TASK TO COMPLETE:
Will you transcribe the entries that follow, exactly and in full?

DATASET EXTRACT:
_ _ _ _

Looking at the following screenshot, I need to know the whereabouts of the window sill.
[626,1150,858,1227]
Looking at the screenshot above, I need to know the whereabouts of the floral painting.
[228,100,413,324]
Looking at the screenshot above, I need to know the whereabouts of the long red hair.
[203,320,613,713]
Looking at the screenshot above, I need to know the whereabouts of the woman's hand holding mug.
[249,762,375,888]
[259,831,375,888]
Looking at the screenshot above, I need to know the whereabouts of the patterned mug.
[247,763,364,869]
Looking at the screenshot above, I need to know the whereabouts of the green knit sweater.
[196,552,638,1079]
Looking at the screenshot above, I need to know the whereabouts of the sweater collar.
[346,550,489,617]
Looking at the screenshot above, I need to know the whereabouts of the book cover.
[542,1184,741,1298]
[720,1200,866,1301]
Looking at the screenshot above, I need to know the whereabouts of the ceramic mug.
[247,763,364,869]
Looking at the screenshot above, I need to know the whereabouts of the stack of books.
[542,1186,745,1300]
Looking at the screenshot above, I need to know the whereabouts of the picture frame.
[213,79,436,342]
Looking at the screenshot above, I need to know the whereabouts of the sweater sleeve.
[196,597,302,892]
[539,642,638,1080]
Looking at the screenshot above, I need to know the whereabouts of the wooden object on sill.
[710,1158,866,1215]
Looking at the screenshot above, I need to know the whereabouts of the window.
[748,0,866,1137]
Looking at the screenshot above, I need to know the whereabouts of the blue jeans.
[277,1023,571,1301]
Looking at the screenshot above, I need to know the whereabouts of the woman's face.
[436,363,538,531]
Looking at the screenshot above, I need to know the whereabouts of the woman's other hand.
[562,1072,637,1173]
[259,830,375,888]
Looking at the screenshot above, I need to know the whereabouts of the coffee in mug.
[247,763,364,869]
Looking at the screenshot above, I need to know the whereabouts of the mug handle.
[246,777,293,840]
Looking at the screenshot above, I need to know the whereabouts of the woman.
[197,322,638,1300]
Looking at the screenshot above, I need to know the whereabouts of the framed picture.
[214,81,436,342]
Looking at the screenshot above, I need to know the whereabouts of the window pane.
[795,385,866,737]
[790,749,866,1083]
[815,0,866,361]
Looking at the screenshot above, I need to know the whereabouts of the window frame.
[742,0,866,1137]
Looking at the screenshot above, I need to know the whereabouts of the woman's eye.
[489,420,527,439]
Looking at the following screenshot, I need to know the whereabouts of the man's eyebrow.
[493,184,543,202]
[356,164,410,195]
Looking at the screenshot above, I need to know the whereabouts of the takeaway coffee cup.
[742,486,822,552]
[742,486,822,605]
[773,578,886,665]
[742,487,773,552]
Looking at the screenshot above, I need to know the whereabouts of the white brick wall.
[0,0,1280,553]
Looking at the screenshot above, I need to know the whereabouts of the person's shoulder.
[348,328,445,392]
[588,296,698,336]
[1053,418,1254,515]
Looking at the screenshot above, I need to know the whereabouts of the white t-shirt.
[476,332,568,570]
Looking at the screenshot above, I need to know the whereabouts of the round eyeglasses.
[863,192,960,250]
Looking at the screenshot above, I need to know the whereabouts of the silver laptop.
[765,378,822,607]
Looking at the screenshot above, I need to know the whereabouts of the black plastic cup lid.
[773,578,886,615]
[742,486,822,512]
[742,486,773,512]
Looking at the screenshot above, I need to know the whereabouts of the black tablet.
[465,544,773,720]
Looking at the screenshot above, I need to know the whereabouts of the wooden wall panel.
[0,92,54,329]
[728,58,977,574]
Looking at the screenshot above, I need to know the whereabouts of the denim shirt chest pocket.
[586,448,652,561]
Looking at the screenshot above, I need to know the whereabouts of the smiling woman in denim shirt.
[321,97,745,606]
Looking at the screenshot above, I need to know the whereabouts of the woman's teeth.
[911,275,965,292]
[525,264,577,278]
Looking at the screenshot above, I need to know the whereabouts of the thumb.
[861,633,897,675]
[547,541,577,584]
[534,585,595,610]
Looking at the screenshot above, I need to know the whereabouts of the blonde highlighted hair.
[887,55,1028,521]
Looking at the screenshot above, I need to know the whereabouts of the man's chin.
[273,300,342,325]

_ _ _ _

TASK SOLUTION:
Looking at the following screenshot, I need to know the whereabouts of the window sill.
[626,1150,858,1227]
Looking at the screenshot above, I need to know the whereabouts of the floral painting.
[228,100,413,324]
Looking at the screenshot above, I need to know the whereabouts of the long red hair.
[203,320,613,713]
Looking at the screenshot above, I need to know the whereabouts of the woman's hand holding mug.
[249,762,375,888]
[259,831,375,888]
Looking at the screenshot above, I need to know the whereabouts of the patterned mug.
[247,763,364,869]
Looking at the screenshot above, I need to know the whereabouts of the green knit sweater.
[196,552,638,1079]
Looking at the screenshot above, I need to know the whereabouts of the sweater collar.
[346,550,489,617]
Looking at the screenshot above, I need to know the whereabouts of the book cover.
[542,1184,741,1298]
[720,1200,866,1301]
Looking at the screenshot above, I need to know the whereabouts of the ceramic mug.
[247,763,364,869]
Looking at the screenshot above, I need to know the whereabouts of the stack of books.
[542,1186,745,1300]
Looking at the screenshot above, I need to know the whereabouts of the picture frame.
[213,79,436,342]
Looking at the screenshot above, I need to know the whereabouts of the sweater sleeve.
[196,597,302,892]
[539,642,638,1080]
Looking at the screenshot above, I need to know the whereabouts of the wooden object on sill.
[710,1158,866,1215]
Looking at the screenshot above, I need to know the whereabouts of the window.
[748,0,866,1137]
Looking at the screenshot above, I need to know the whereabouts of the blue jeans.
[277,1023,571,1301]
Looking at the screenshot above, I need to know the whereabouts of the woman's face.
[436,363,538,531]
Looking at the screenshot above, I need to know the whereabouts of the woman's other hand.
[562,1072,637,1173]
[259,830,375,888]
Looking at the screenshot above, I need to know the whereabouts of the coffee in mug.
[247,763,364,869]
Looking at the screenshot above, I need to know the whereabouts of the mug handle.
[246,777,293,840]
Looking at the screenshot above, I need to know the whereabouts of the woman.
[197,322,638,1300]
Looking at the screenshot above, I need to know the whereabouts of the framed picture.
[214,81,436,342]
Looking at the screenshot above, I need to know the whereabouts of the window pane.
[795,385,866,737]
[790,749,866,1083]
[815,0,866,361]
Looking at the screenshot above, I need to know the whereabouts of the window frame.
[742,0,866,1137]
Looking at the screenshot above, I need to know the whereabouts of the woman's eye.
[489,420,527,439]
Looking at the following screenshot, I need to know the whereabouts of the man's eyebrow.
[493,184,543,202]
[356,164,410,195]
Looking at the screenshot above, I need to know the whereabouts of the takeaway coffee cup.
[742,486,822,552]
[742,486,822,605]
[773,578,886,665]
[742,487,773,552]
Looking at the screenshot above, I need to know the whereabouts of the white brick wall.
[0,0,1280,553]
Looking at the screenshot above, I need to know the whereabouts of the person's shoulder.
[348,328,445,392]
[588,296,698,336]
[1053,418,1254,515]
Looking at the screenshot above, I need to know the whereabouts of the white t-shirt.
[476,332,568,570]
Looking at the screenshot above, I need to know the whereabouts of the round eyeglasses.
[863,192,960,250]
Looking at the screenshot above, I need to know the whereabouts of the silver laptop.
[765,378,822,607]
Looking at the screenshot above, I need to know the whereabouts of the black plastic cup lid.
[773,578,886,615]
[742,486,822,512]
[742,486,773,512]
Looking at the screenshot above, I need to know the whereabouts of the black tablet.
[465,544,773,720]
Looking at the screenshot above, I need to know the whereabouts of the wooden wall panel.
[0,92,54,329]
[728,58,977,574]
Looking at the screenshot above, I need to know the whereabouts of the denim shirt chest pocket.
[586,448,652,561]
Looking at the screenshot above, I need to know the whereabouts of the smiling woman in denim shirt.
[321,97,745,606]
Looking at the screenshot above, I need to know the whereabouts of the woman's teeth.
[911,275,965,292]
[525,264,577,278]
Looking at the screenshot above, I need to know the whereabouts of the thumb.
[861,633,897,675]
[547,541,577,584]
[534,585,595,610]
Looking at the screenshot above, I need to know the whereabouts of the blonde highlighted hair.
[887,55,1028,521]
Looking at the screenshot above, I need to know the whereabouts of the man's chin.
[273,300,342,325]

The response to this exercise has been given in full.